▸ **Selection**:
Keeping your estate agent onside can have a big effect on the interest you receive on your house.  You may be feeling frustrated, but chances are, they are too. Add to that the embarrassment they could be feeling, having told you initially that they were sure your house would sell quickly! A bit of kindness and understanding can go a long way, and reassures your agent that you consider your house sale a team effort.

If you’d like my help to sell your home more effectively, please answer a few short questions here and if I think I can help you, I’ll be in touch.

A lovely couple contacted me recently for advice. Let’s call them Paul and Claire. They were thinking of selling their cottage in Norfolk, and had just invited the pre-requisite three estate agents round to value their house.

Agent one had valued it at £300,000, which was about the price they had themselves been thinking.  So far, so good.

Agent two turned up, and asked them who which other agents had been round. Wanting to be honest, they told him. He then valued their cottage at £325,000, which they were quite pleased about. If they could get that little bit extra for their house, they could afford something nicer than they had been looking at. Things were getting better.

Agent three turned up, and again asked which other agents had been round, and again, in the spirit of transparency, they told her. She promptly gave them a valuation that nearly made them fall off their chairs: £350,000. Surely it wasn’t worth that much??

That evening, Paul and Claire popped into see a neighbour, who was also planning on selling her house. When they told her the story, she was delighted. Her house was a little bigger, and had a better plot. “I’ll put mine on for £375,000 then”, she remarked, excitedly.

The next morning, Paul and Claire called me.

They were confused by the valuations, and concerned that their cottage simply wasn’t worth that amount. Reluctant to put it on the market at a price that would cause it to stick, but also fearful of giving it away when they could have got more for it, they were utterly bewildered at what to do next.

I explained to them what was going on: simply put, estate agents are running out of properties to sell. This lack of ‘stock’ is causing a huge challenge for the industry. Back in 2007, agents had too many properties, and they just weren’t selling.  Now, they don’t have enough to satisfy demand from buyers. Is this supply/demand imbalance causing asking prices to rise? Yes, of course. But estate agents are playing a significant part in this outcome too.

Whilst agents are competing so fiercely for new properties to sell, they are being compelled into ‘buying boards’; in other words, over-valuing properties just to get the client to sign with them. Now it’s not as disingenuous as it may sound; after all, prices are indeed going up in many parts of the country (not so much in Norfolk perhaps), and buyers, faced with so little choice of properties, will often pay more than they want to in order to secure their next home.  With plenty of sellers willing to chance their arm and put their home on the market for an inflated figure, seduced by agents’ valuations and the tabloid headlines, we are actually all playing a part in this current state of play, with property prices going up, it would seem, daily.

Back to Paul and Claire.

We had a long discussion about the true ‘value’ of their cottage. Not a ‘test the market’ price, but also not a giveaway price either.  What we were aiming to do, was to find the price that the property would sell at in the timeline they wanted.

We looked at precedent: what had sold in the last six months in their area. We also trawled through properties currently on the market, spotting local trends and noting anything that was sticking.   After this exercise, Paul and Claire reluctantly concluded that the original valuation of £300,000 was in fact fair and reasonable. They understandably felt disappointed, having in effect ‘lost’ £50,000, but more confident that their cottage would actually sell, and not stick on the market.

▸ **Record list**:
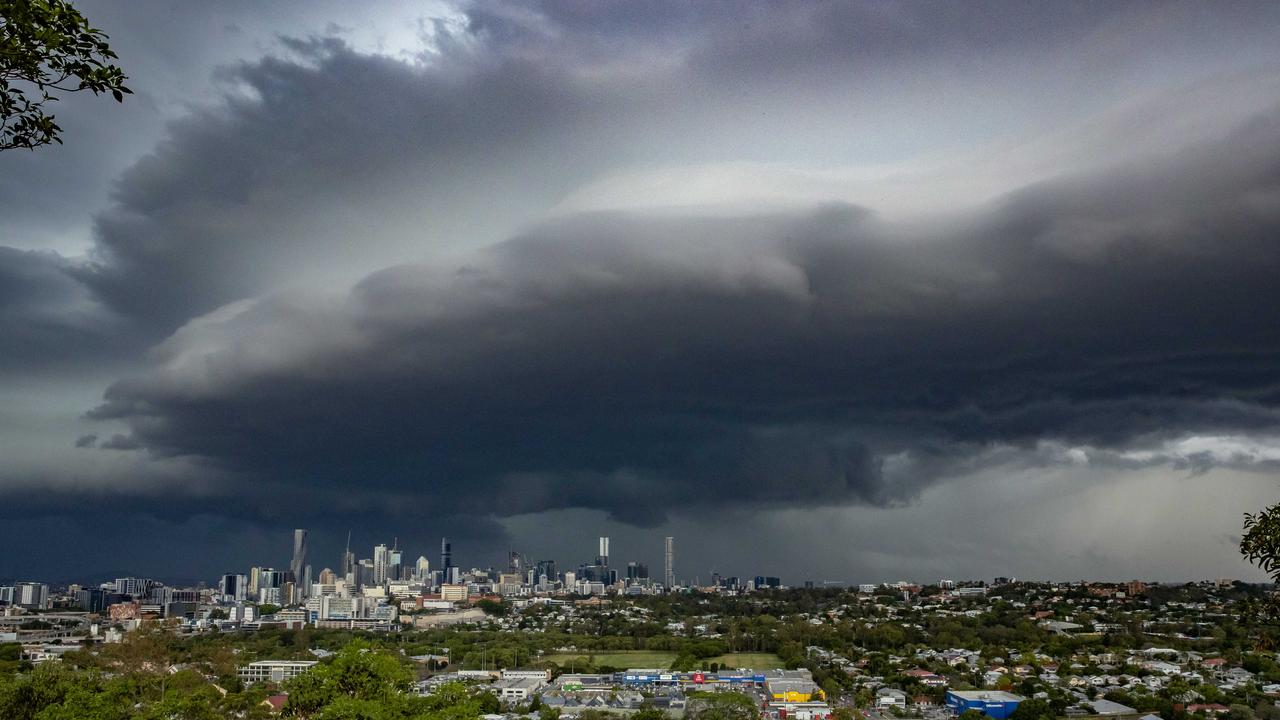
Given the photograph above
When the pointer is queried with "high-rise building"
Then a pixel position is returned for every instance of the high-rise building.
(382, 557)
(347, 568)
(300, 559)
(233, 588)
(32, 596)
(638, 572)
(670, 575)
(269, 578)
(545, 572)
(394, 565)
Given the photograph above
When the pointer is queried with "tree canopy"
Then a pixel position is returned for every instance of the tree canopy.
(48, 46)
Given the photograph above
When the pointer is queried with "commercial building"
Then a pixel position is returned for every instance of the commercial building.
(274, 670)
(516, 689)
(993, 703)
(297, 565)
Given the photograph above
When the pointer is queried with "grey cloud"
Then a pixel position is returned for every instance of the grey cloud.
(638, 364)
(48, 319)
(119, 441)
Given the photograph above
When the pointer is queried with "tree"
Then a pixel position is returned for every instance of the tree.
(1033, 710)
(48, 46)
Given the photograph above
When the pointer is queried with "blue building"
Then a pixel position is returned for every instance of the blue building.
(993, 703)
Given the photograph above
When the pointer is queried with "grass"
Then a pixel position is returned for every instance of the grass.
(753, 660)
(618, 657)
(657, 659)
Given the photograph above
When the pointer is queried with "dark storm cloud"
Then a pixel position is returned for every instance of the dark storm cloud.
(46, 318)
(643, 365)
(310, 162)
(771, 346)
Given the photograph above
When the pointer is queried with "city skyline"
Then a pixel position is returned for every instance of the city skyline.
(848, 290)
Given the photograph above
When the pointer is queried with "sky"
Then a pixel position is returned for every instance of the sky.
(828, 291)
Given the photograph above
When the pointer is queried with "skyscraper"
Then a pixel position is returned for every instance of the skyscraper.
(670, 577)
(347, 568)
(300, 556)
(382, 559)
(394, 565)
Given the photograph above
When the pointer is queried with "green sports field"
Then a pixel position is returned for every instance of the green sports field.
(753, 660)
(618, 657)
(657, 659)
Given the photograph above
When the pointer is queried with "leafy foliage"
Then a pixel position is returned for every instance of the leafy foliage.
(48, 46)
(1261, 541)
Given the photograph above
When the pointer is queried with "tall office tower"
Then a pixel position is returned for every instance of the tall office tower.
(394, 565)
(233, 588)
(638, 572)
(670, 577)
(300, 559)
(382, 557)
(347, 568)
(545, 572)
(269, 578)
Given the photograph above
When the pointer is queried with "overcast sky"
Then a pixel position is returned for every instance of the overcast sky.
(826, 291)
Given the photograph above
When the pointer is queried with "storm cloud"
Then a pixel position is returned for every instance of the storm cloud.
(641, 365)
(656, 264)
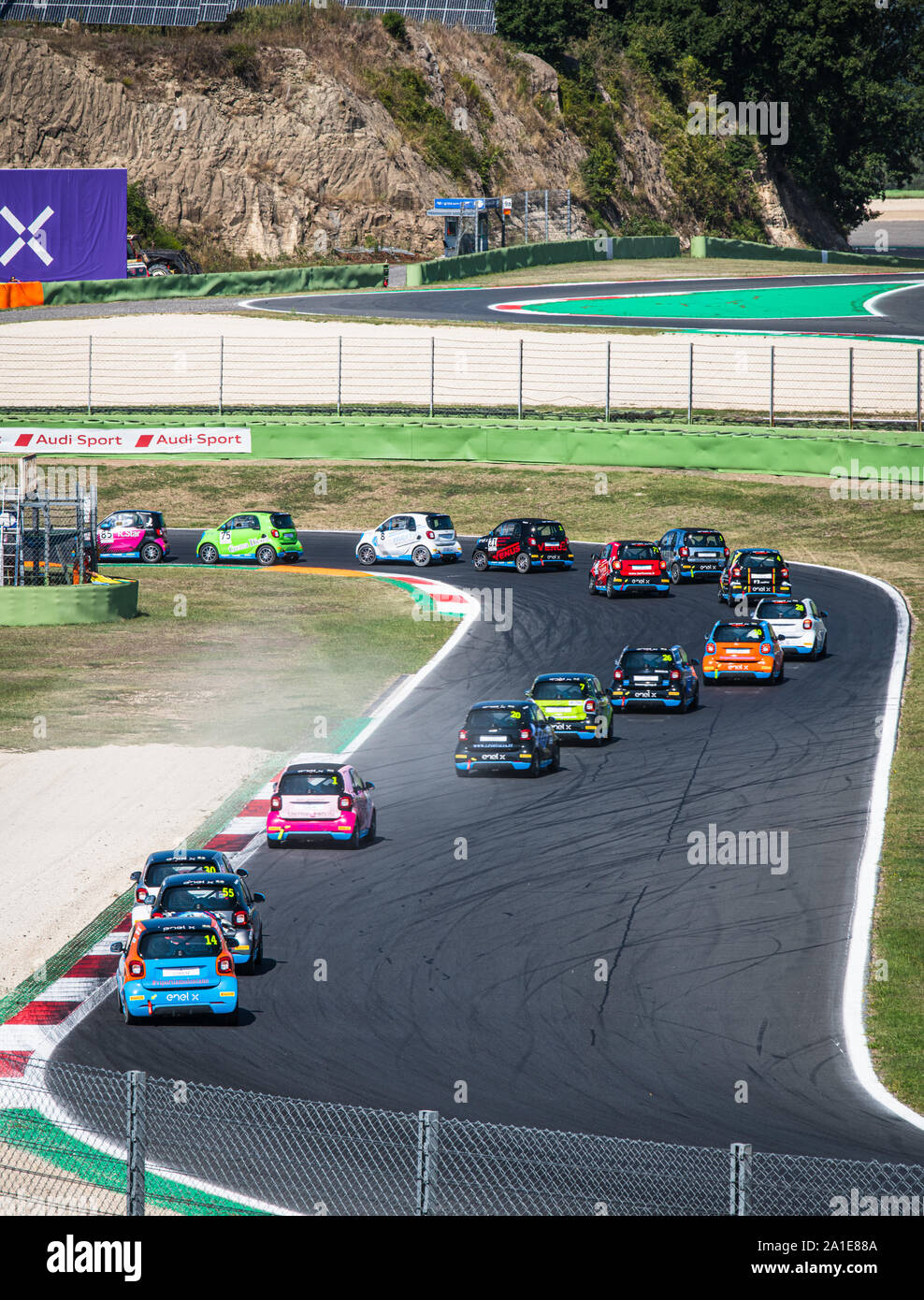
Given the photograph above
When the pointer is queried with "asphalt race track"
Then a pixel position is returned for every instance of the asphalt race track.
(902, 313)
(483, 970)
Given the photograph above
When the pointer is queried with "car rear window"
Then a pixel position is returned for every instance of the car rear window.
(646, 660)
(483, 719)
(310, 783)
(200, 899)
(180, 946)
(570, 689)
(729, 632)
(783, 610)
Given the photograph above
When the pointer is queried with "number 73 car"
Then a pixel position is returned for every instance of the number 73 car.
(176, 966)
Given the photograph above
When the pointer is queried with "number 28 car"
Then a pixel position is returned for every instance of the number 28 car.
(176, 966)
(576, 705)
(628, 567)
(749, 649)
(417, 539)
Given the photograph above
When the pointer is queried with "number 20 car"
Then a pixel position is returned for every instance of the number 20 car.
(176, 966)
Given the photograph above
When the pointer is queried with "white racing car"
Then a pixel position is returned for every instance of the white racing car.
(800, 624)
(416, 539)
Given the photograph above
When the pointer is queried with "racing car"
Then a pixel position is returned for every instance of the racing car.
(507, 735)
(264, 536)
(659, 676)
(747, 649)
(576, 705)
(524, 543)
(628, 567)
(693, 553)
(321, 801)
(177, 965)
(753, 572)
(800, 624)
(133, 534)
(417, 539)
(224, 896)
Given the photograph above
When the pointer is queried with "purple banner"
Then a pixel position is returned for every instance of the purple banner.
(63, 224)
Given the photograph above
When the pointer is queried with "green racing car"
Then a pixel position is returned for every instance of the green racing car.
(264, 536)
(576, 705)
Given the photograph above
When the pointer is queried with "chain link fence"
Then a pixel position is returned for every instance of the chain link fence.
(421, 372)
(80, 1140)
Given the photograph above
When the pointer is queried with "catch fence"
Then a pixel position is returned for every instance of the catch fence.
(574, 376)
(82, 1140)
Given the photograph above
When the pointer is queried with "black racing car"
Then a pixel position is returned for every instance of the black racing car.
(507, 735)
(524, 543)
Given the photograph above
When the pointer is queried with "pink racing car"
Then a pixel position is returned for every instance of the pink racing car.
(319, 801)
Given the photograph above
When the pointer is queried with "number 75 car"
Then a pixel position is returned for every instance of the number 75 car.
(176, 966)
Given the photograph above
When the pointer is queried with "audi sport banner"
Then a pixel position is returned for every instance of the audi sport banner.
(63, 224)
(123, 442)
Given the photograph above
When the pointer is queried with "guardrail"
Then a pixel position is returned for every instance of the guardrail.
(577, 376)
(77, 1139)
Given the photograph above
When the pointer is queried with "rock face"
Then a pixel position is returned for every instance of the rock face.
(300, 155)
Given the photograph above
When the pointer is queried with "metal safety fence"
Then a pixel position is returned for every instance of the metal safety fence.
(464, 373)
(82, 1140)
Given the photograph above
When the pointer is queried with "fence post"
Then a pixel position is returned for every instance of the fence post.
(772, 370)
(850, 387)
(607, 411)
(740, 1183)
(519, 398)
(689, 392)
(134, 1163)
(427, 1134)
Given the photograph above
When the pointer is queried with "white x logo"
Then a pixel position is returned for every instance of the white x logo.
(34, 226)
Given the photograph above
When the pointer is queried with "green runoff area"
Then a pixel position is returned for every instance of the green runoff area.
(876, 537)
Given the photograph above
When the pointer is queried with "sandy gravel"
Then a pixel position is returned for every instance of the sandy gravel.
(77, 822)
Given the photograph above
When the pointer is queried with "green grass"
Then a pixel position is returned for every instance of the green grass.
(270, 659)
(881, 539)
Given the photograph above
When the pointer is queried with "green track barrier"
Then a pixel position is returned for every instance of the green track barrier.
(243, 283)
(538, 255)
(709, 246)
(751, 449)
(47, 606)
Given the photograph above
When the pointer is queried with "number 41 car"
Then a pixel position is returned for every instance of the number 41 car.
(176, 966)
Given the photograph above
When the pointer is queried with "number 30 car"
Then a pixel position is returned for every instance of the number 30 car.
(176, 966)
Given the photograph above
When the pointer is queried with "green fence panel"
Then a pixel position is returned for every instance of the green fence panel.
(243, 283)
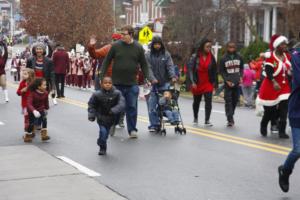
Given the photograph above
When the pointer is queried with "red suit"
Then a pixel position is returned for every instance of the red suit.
...
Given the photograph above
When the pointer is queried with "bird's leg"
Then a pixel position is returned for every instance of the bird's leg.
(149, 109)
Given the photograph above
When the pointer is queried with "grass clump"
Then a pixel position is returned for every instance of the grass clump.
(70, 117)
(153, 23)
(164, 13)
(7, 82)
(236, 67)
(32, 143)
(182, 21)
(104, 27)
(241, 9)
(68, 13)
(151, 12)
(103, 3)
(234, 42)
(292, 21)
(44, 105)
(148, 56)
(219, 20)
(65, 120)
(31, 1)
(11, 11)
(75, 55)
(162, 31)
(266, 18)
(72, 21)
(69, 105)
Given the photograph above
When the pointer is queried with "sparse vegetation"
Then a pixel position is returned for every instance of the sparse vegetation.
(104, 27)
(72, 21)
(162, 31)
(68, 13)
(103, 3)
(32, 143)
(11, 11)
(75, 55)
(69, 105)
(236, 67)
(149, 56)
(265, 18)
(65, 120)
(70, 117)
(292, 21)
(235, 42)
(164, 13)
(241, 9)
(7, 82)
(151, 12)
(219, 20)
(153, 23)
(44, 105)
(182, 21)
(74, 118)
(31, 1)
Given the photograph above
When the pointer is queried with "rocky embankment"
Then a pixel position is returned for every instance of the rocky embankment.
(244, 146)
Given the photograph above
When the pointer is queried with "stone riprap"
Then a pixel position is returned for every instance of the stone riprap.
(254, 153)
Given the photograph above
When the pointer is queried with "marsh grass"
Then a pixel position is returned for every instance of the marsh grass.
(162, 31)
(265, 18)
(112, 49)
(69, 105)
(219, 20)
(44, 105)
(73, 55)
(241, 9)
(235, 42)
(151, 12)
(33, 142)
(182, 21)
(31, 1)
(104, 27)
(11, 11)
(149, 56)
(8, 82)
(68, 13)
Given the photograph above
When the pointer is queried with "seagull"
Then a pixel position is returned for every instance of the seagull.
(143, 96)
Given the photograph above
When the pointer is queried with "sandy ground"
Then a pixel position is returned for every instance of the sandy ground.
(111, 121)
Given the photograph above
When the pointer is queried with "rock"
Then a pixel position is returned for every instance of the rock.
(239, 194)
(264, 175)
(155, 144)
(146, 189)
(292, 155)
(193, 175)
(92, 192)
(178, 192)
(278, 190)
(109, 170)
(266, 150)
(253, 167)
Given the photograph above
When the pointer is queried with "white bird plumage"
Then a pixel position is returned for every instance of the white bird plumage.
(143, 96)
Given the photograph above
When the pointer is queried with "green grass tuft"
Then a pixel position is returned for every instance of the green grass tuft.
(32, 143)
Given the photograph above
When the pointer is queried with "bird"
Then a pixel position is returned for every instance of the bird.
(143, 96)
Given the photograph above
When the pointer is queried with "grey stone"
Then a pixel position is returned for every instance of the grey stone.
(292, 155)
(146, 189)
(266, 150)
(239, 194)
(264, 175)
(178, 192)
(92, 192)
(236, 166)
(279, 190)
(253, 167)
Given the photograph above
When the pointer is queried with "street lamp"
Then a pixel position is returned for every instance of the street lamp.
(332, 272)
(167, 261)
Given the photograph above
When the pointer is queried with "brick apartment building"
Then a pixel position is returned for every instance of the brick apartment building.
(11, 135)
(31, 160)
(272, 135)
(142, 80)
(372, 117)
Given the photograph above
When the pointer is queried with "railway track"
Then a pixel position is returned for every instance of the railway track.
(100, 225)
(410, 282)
* * *
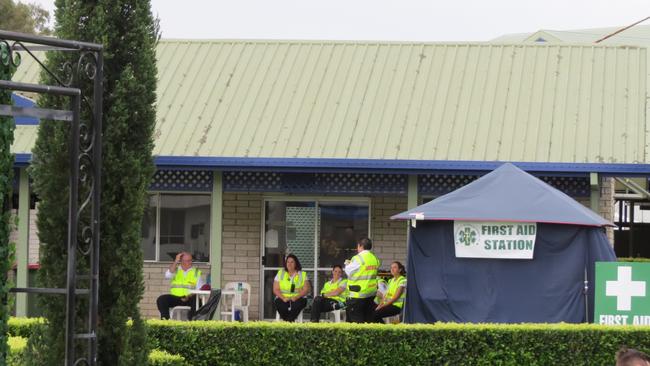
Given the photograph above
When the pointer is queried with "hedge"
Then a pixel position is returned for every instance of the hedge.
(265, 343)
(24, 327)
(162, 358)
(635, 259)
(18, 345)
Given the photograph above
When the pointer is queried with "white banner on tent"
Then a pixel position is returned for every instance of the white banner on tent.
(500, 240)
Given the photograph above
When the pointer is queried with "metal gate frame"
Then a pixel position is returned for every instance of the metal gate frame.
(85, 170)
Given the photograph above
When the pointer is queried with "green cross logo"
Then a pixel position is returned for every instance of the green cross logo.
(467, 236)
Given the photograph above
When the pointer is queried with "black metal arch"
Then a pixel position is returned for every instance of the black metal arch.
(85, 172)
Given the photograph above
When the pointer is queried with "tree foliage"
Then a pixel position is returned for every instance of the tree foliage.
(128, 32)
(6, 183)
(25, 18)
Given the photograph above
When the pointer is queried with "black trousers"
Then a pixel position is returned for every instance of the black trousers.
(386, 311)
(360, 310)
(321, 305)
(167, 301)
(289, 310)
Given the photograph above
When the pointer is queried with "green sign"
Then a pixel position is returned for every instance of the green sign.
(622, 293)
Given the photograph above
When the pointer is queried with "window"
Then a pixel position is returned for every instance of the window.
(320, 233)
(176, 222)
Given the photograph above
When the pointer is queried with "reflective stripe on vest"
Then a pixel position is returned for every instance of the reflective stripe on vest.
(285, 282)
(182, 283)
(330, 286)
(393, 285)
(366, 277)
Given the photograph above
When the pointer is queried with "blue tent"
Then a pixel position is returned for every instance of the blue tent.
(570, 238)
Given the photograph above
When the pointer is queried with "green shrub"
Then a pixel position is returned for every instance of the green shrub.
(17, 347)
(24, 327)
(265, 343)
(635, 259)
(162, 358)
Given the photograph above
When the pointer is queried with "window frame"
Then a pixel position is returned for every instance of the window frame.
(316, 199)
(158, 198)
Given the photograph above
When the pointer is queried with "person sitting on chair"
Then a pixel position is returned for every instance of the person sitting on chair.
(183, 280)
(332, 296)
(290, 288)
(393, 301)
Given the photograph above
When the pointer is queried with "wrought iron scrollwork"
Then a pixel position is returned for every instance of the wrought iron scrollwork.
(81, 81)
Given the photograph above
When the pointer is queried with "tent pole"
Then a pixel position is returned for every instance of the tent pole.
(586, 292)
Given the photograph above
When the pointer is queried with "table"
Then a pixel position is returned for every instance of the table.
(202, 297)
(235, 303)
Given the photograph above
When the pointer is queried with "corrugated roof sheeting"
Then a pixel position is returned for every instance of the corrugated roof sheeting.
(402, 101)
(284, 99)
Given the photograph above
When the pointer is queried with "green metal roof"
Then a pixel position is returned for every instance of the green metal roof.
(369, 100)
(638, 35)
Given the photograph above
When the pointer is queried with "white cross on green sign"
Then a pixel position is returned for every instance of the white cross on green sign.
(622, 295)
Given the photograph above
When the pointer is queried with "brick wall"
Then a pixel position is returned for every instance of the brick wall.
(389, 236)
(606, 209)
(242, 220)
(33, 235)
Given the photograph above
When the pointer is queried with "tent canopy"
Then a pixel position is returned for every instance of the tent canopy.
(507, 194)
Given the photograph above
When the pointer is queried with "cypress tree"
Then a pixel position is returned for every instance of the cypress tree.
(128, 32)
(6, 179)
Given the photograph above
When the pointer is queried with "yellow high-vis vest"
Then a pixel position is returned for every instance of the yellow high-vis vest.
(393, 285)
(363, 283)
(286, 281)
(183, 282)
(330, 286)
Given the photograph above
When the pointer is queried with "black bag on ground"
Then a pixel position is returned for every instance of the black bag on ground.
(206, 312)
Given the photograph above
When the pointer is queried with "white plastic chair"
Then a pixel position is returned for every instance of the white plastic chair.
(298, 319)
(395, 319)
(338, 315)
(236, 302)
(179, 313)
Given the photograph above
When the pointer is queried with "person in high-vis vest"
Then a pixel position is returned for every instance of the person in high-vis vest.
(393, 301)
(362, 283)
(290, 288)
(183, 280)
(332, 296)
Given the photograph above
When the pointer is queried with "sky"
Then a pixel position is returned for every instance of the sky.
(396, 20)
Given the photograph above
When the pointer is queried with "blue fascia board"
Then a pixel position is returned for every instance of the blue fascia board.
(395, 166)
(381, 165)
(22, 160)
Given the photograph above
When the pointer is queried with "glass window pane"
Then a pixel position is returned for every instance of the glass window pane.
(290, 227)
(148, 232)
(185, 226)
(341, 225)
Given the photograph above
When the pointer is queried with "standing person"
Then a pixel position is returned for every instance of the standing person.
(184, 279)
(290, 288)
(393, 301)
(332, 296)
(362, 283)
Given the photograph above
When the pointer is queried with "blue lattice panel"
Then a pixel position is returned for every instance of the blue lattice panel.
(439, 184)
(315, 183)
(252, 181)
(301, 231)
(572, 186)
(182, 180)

▸ **Given task 1**:
Please return the part of the house-selling text that begins at the words "I explained to" and stops after the words "this outcome too.", copied word for word.
▸ **Given task 2**:
Answer these questions from the house-selling text:
(a) What valuation did the second agent give the cottage?
(b) For what price did the neighbor say she would put her house on the market?
(c) Over what period did they look at sales in their area?

▸ **Correct output 1**:
I explained to them what was going on: simply put, estate agents are running out of properties to sell. This lack of ‘stock’ is causing a huge challenge for the industry. Back in 2007, agents had too many properties, and they just weren’t selling.  Now, they don’t have enough to satisfy demand from buyers. Is this supply/demand imbalance causing asking prices to rise? Yes, of course. But estate agents are playing a significant part in this outcome too.

▸ **Correct output 2**:
(a) £325,000
(b) £375,000
(c) The last six months